> _ASSIGNMENT_: Exactly as written, print each of the entries.

> _TASK INPUT_:

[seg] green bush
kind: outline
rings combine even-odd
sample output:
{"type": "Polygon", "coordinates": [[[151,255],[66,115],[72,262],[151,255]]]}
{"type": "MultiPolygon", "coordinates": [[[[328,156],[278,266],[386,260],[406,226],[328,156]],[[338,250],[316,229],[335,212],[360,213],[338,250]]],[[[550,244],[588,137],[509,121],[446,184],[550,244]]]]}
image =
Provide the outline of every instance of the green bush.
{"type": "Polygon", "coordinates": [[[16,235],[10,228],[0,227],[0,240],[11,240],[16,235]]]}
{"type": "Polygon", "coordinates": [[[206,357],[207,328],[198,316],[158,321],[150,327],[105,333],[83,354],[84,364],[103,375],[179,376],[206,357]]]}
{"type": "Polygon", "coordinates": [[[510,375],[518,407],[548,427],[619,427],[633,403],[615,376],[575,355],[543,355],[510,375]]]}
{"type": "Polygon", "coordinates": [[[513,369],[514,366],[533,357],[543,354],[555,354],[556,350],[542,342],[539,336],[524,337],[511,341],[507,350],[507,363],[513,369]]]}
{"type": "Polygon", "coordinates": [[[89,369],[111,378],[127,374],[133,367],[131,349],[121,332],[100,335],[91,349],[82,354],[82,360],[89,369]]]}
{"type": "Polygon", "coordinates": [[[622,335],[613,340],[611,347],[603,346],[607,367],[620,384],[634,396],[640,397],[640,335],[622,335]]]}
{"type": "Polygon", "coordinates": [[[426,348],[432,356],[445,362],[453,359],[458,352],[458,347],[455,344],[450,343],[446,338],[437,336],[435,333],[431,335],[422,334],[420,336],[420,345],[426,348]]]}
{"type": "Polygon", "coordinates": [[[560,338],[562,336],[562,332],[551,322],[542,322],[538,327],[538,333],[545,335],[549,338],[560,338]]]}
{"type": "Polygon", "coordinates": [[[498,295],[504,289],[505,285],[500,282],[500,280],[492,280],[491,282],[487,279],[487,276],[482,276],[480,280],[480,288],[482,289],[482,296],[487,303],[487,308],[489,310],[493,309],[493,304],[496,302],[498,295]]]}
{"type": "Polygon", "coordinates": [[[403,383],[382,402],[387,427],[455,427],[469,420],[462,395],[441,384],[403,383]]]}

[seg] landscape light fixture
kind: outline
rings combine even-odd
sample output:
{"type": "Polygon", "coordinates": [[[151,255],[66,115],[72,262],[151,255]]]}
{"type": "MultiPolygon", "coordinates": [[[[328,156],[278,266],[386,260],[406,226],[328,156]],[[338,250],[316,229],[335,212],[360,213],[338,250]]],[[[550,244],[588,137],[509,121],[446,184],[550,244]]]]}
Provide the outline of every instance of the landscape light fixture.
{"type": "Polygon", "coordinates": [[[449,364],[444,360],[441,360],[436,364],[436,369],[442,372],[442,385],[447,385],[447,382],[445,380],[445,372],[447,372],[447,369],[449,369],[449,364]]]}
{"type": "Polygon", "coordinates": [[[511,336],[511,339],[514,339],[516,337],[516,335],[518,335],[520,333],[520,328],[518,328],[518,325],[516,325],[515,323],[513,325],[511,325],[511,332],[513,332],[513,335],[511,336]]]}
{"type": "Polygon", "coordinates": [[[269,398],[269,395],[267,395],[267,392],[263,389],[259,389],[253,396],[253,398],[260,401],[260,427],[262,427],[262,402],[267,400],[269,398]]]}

> _ANSWER TO THE EXERCISE_:
[seg] green bush
kind: outline
rings combine even-odd
sample output:
{"type": "Polygon", "coordinates": [[[151,255],[66,115],[72,262],[151,255]]]}
{"type": "MultiPolygon", "coordinates": [[[[328,156],[278,266],[386,260],[406,226],[328,156]],[[338,250],[316,229],[335,212],[360,213],[338,250]]],[[[550,244],[588,137],[509,121],[446,184],[550,244]]]]}
image =
Provide the outline of every instance of the green bush.
{"type": "Polygon", "coordinates": [[[16,235],[10,228],[0,227],[0,240],[11,240],[16,235]]]}
{"type": "Polygon", "coordinates": [[[206,357],[207,328],[198,316],[158,321],[150,327],[105,333],[83,354],[84,364],[103,375],[179,376],[206,357]]]}
{"type": "Polygon", "coordinates": [[[510,375],[518,407],[548,427],[619,427],[633,403],[615,376],[575,355],[543,355],[510,375]]]}
{"type": "Polygon", "coordinates": [[[513,369],[514,366],[533,357],[543,354],[555,354],[556,350],[542,342],[539,336],[524,337],[511,341],[507,350],[507,363],[513,369]]]}
{"type": "Polygon", "coordinates": [[[89,369],[111,378],[127,374],[133,367],[131,349],[121,332],[100,335],[91,349],[82,354],[82,360],[89,369]]]}
{"type": "Polygon", "coordinates": [[[622,335],[613,340],[611,347],[603,346],[607,367],[620,384],[634,396],[640,397],[640,335],[622,335]]]}
{"type": "Polygon", "coordinates": [[[426,348],[432,356],[445,362],[453,359],[458,352],[458,347],[455,344],[450,343],[446,338],[437,336],[435,333],[431,335],[422,334],[420,336],[420,345],[426,348]]]}
{"type": "Polygon", "coordinates": [[[560,338],[562,336],[562,332],[551,322],[542,322],[538,327],[538,333],[545,335],[549,338],[560,338]]]}
{"type": "Polygon", "coordinates": [[[498,295],[504,289],[505,285],[500,282],[500,280],[492,280],[491,282],[487,279],[487,276],[482,276],[480,280],[480,288],[482,289],[482,296],[487,303],[487,308],[489,310],[493,309],[493,304],[496,302],[498,295]]]}
{"type": "Polygon", "coordinates": [[[403,383],[382,402],[387,427],[455,427],[469,420],[462,395],[441,384],[403,383]]]}

[seg] landscape light fixture
kind: outline
rings combine even-odd
sample output:
{"type": "Polygon", "coordinates": [[[151,255],[66,115],[72,262],[151,255]]]}
{"type": "MultiPolygon", "coordinates": [[[[328,156],[278,266],[386,260],[406,226],[328,156]],[[338,250],[316,229],[335,212],[360,213],[338,250]]],[[[550,244],[588,137],[509,121],[446,184],[550,244]]]]}
Provide the outline of every instance of the landscape light fixture.
{"type": "Polygon", "coordinates": [[[449,364],[444,360],[441,360],[436,364],[436,369],[442,372],[442,385],[447,385],[447,382],[445,380],[445,372],[447,372],[447,369],[449,369],[449,364]]]}
{"type": "Polygon", "coordinates": [[[511,336],[511,339],[514,339],[516,337],[516,335],[518,335],[520,333],[520,328],[518,328],[518,325],[516,325],[515,323],[513,325],[511,325],[511,332],[513,332],[513,335],[511,336]]]}
{"type": "Polygon", "coordinates": [[[269,398],[269,395],[267,395],[267,392],[263,389],[259,389],[253,396],[253,398],[260,401],[260,427],[262,427],[262,402],[267,400],[269,398]]]}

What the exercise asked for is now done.